What the task asks: Transcribe the material in full. Nothing should differ except that the pictures are left out.

Image point annotation entries:
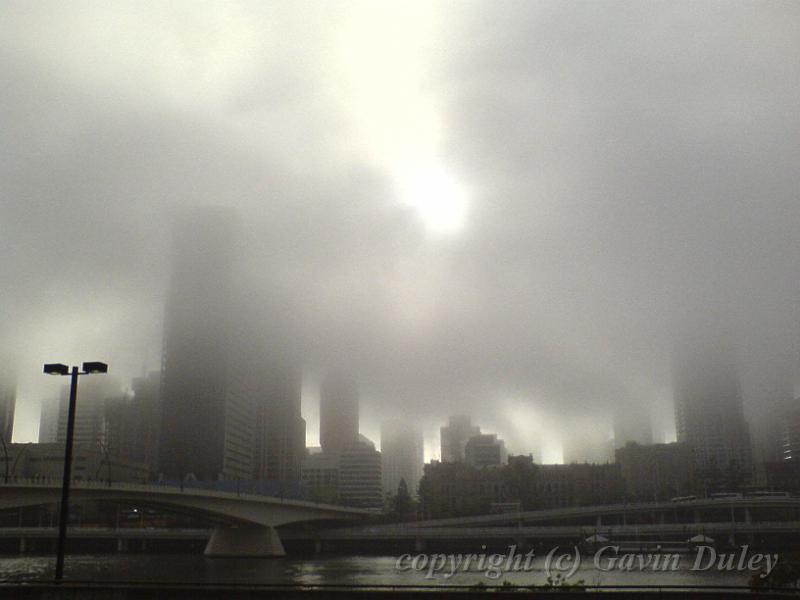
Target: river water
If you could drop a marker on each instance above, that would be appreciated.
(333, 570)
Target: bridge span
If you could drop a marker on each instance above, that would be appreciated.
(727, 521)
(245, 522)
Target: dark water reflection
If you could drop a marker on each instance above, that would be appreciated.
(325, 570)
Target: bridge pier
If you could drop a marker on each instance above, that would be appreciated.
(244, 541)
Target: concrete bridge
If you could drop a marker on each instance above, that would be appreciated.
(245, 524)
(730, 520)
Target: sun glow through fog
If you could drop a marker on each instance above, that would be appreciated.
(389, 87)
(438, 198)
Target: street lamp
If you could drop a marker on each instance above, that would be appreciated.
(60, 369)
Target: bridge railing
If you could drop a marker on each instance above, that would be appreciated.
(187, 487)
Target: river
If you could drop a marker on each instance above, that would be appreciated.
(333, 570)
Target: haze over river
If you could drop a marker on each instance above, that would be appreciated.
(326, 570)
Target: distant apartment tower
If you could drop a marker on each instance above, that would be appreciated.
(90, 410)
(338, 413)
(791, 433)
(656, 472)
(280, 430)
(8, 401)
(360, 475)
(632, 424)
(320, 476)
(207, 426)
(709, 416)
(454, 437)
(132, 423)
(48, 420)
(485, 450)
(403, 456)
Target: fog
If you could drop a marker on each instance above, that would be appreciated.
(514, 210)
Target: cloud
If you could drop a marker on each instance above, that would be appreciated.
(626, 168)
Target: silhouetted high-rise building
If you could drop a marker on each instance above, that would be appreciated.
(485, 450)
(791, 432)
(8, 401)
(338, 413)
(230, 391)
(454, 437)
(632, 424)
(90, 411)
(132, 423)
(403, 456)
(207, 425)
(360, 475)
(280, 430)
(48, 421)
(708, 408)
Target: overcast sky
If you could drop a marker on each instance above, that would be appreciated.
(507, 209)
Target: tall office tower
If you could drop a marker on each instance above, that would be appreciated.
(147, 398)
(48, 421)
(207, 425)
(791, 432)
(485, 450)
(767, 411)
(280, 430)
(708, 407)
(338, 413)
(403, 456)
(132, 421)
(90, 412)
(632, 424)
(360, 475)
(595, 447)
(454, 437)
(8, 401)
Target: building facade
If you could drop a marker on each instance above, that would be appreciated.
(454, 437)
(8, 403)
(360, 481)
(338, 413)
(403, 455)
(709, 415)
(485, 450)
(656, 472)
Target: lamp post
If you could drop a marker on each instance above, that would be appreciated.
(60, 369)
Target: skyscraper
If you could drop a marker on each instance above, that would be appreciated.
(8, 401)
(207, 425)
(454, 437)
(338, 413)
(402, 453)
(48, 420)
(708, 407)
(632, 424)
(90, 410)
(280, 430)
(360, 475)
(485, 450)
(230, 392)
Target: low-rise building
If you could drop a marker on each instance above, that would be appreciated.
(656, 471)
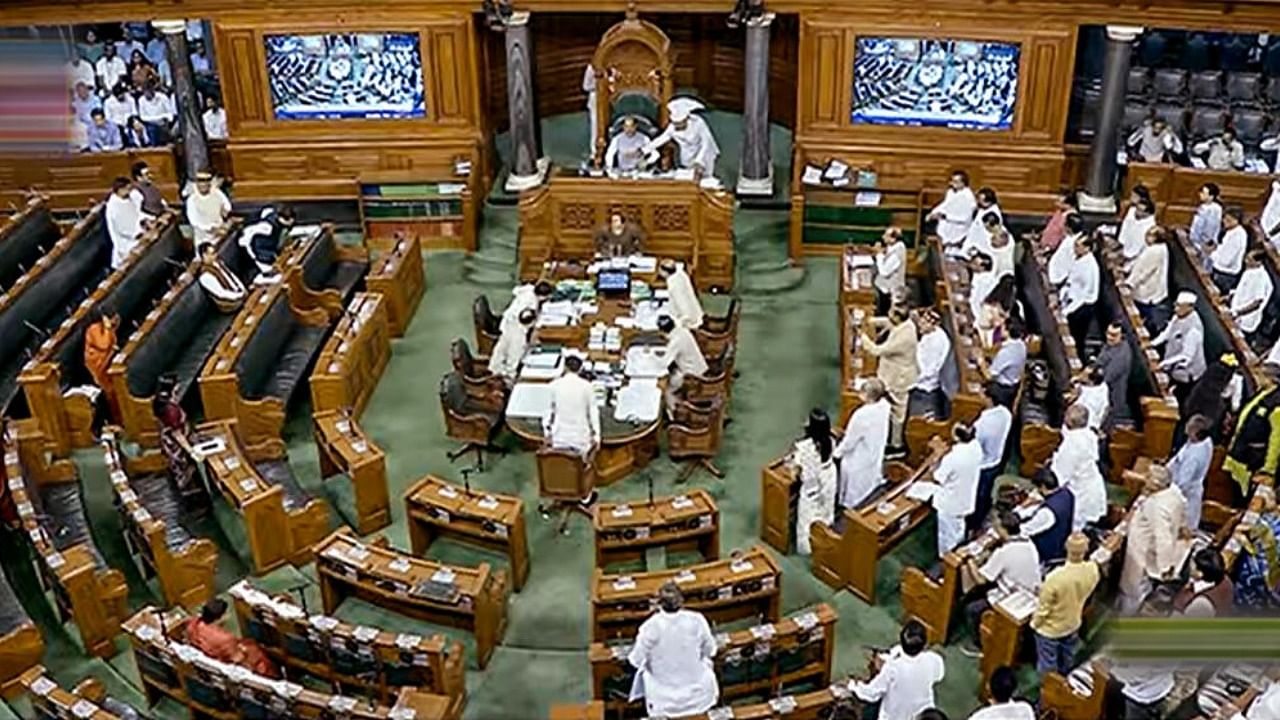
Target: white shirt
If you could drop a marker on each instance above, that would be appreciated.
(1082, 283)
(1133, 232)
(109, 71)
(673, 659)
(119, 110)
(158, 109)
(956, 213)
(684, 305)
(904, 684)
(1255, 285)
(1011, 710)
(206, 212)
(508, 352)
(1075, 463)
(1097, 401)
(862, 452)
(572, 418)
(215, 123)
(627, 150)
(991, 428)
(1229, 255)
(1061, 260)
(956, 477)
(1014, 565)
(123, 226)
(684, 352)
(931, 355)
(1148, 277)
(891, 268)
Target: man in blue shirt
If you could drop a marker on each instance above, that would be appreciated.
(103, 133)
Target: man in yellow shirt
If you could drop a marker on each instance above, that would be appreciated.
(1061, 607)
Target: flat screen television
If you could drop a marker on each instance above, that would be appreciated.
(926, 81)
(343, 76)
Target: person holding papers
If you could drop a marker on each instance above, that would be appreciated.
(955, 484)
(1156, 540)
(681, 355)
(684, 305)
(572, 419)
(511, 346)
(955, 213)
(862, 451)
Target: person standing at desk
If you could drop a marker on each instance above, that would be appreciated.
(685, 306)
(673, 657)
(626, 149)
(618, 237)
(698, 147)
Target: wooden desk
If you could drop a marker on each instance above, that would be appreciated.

Complete output:
Target: river water
If you could drop a marker on each instance above, that would be appreciated.
(333, 570)
Target: bridge span
If you could drop a marker on each instance above, that would be appreciated.
(727, 521)
(245, 522)
Target: dark water reflection
If you could drop a marker on each instance above, that would be appreciated.
(325, 570)
Target: bridge pier
If you could drop a marker on each instance above, that would be appreciated.
(244, 541)
Target: concrete bridge
If you could drop a marker on each instance above, that would be appreciated.
(245, 524)
(730, 520)
Target: sun glow through fog
If you could drop a marker on each instance above, that would be appreciated.
(389, 87)
(438, 198)
Target: street lamp
If you could drop a marker on each instance above, that would be appreciated.
(60, 369)
Target: bridge railing
If you could drop a marker on each instance above, that would be appreciated.
(187, 487)
Target: river
If you could drop a marker on each instance above, that would be appreciated.
(333, 570)
Target: haze over river
If you could drop a marker on each instance above, that would be appreciated.
(326, 570)
Target: distant apartment tower
If you could drop a marker on each instance above, that would be appreciated.
(90, 410)
(338, 413)
(791, 433)
(656, 472)
(280, 430)
(8, 401)
(360, 475)
(632, 424)
(320, 476)
(207, 426)
(709, 416)
(454, 437)
(132, 423)
(48, 420)
(485, 450)
(403, 456)
Target: fog
If you could drop a marker on each instance above, that would be appreciated.
(514, 210)
Target: cloud
If you could drop a marker on each instance above, that would be appreciated.
(626, 168)
Target: silhouetted high-rise building
If you could drop a marker on each instance above, that would be appreciated.
(485, 450)
(791, 432)
(8, 401)
(338, 413)
(230, 391)
(454, 437)
(632, 424)
(90, 411)
(132, 423)
(403, 456)
(207, 425)
(360, 475)
(280, 430)
(48, 421)
(708, 408)
Target: overcast sky
If you could drop a marker on each instance above, that would be appreciated.
(507, 209)
Target: tall office tower
If you could drop a marker on each instance above, that would be appreciated.
(147, 398)
(48, 421)
(207, 425)
(791, 432)
(485, 450)
(767, 411)
(280, 430)
(708, 407)
(338, 413)
(403, 456)
(132, 421)
(90, 412)
(632, 424)
(360, 475)
(595, 447)
(454, 437)
(8, 401)
Target: building facade
If you could drop a marker on each instance above, that would be appreciated.
(454, 437)
(8, 403)
(360, 481)
(338, 413)
(403, 455)
(709, 415)
(485, 450)
(656, 472)
Target: lamp post
If you could drop a marker on each instance above, that would be appreciated.
(60, 369)
Target: skyscraper
If you could drop a marker on each instance above, that would be appreciated.
(8, 401)
(207, 425)
(454, 437)
(338, 413)
(402, 453)
(48, 420)
(708, 407)
(632, 424)
(90, 410)
(280, 430)
(360, 475)
(485, 450)
(230, 392)
Target: low-rise building
If you could drop a marker on each instance above, that would be appreciated.
(656, 471)
Target: white shirt
If you could drop a marker on each instance above, that would be appreciated.
(1082, 283)
(1133, 232)
(109, 71)
(673, 659)
(119, 110)
(158, 109)
(956, 213)
(684, 305)
(904, 684)
(1255, 285)
(1011, 710)
(206, 212)
(508, 352)
(1075, 463)
(1097, 401)
(862, 452)
(572, 418)
(215, 123)
(627, 150)
(991, 428)
(1229, 255)
(1061, 260)
(956, 477)
(1014, 565)
(123, 226)
(684, 352)
(931, 355)
(1148, 277)
(891, 268)
Target: man in blue shirt
If you could drop a marker on each instance above, that would be appreciated.
(103, 133)
Target: man in yellow shirt
If you could drop a marker on each instance above, that would be appreciated.
(1061, 607)
Target: flat screen television
If you could drop a marker on each instance above, that would be appreciated.
(926, 81)
(343, 76)
Target: person holding papers
If you could drop a marker on each instance above, that would be appreciated.
(955, 484)
(1156, 540)
(681, 355)
(684, 305)
(572, 419)
(511, 346)
(955, 213)
(862, 451)
Target: person standing at desk
If you could drop a marker on each instance above, that would be appreciated.
(685, 306)
(673, 657)
(626, 149)
(618, 237)
(698, 147)
Target: wooden desk
If you could drop a marker on each instance above, that would be appreciated.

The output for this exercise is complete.